Could you retype the entries exactly as they are?
=== RECORDS TO PROCESS ===
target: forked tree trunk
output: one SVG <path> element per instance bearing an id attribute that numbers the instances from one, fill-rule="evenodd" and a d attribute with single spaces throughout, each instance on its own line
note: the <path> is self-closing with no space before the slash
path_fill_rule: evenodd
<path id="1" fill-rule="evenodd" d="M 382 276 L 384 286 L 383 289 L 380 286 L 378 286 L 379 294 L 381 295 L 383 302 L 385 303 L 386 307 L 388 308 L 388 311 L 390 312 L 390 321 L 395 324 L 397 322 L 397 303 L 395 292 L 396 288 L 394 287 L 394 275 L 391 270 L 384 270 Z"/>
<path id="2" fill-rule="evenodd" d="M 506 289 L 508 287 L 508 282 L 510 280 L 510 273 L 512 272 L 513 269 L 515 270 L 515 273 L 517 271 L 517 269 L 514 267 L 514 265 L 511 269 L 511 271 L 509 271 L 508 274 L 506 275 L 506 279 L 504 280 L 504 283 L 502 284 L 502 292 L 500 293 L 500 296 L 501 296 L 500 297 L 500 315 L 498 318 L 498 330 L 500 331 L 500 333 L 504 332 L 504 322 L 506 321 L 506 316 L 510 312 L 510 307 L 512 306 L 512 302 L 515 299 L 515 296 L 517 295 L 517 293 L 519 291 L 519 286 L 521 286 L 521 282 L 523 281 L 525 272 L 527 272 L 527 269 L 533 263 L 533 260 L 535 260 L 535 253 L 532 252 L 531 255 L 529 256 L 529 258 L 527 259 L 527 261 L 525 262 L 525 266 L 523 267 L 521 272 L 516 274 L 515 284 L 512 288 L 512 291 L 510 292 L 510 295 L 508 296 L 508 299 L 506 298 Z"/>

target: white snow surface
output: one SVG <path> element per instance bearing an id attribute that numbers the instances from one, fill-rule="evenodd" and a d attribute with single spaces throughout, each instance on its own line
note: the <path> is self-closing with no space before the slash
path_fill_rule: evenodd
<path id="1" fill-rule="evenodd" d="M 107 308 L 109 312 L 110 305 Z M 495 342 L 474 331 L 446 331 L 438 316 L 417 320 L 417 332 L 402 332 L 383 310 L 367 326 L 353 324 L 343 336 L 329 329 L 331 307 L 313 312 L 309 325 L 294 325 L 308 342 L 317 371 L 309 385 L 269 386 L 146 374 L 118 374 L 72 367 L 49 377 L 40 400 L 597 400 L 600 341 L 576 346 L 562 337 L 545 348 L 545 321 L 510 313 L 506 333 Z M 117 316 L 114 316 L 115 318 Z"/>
===
### [RESULT]
target: forked tree trunk
output: one SVG <path> element per instance bearing an id attribute that numbers the instances from one, fill-rule="evenodd" and a d attribute with single spaces throughout, each instance on its own line
note: the <path> is self-closing with no space before the slash
path_fill_rule: evenodd
<path id="1" fill-rule="evenodd" d="M 382 276 L 384 286 L 383 289 L 380 286 L 378 286 L 379 294 L 381 295 L 383 302 L 385 303 L 386 307 L 388 308 L 388 311 L 390 312 L 390 321 L 395 324 L 397 322 L 397 303 L 395 292 L 396 288 L 394 287 L 394 275 L 391 270 L 384 270 Z"/>
<path id="2" fill-rule="evenodd" d="M 506 289 L 508 287 L 508 282 L 510 280 L 510 273 L 512 272 L 513 269 L 515 270 L 515 273 L 517 271 L 517 269 L 514 267 L 514 265 L 511 269 L 511 271 L 509 271 L 508 274 L 506 275 L 506 279 L 504 280 L 504 283 L 502 284 L 502 292 L 500 293 L 500 296 L 501 296 L 500 297 L 500 315 L 498 318 L 498 330 L 500 331 L 500 333 L 504 332 L 504 322 L 506 321 L 506 316 L 510 312 L 510 307 L 512 306 L 512 302 L 515 299 L 515 296 L 517 295 L 517 293 L 519 291 L 519 286 L 521 286 L 521 282 L 523 281 L 525 272 L 527 272 L 527 269 L 533 263 L 533 260 L 535 260 L 535 253 L 532 252 L 531 255 L 529 256 L 529 258 L 527 259 L 527 261 L 525 262 L 525 266 L 523 267 L 521 272 L 516 274 L 515 284 L 512 288 L 512 291 L 510 292 L 510 295 L 508 296 L 508 299 L 506 298 Z"/>

target: white snow surface
output: one SVG <path> element per instance bearing an id attribute that numbers the instances from one, fill-rule="evenodd" and a d attribute with single spaces throughout, each instance on its own line
note: the <path> is self-closing with no space before the slash
path_fill_rule: evenodd
<path id="1" fill-rule="evenodd" d="M 107 308 L 109 312 L 110 305 Z M 495 342 L 474 331 L 446 331 L 438 316 L 417 320 L 417 332 L 402 332 L 383 310 L 367 326 L 353 324 L 343 336 L 329 329 L 331 307 L 313 312 L 309 325 L 294 325 L 308 342 L 317 371 L 309 385 L 269 386 L 146 374 L 118 374 L 72 367 L 49 377 L 40 400 L 597 400 L 600 341 L 576 346 L 562 337 L 545 348 L 545 321 L 510 313 L 506 333 Z M 117 316 L 114 316 L 115 318 Z"/>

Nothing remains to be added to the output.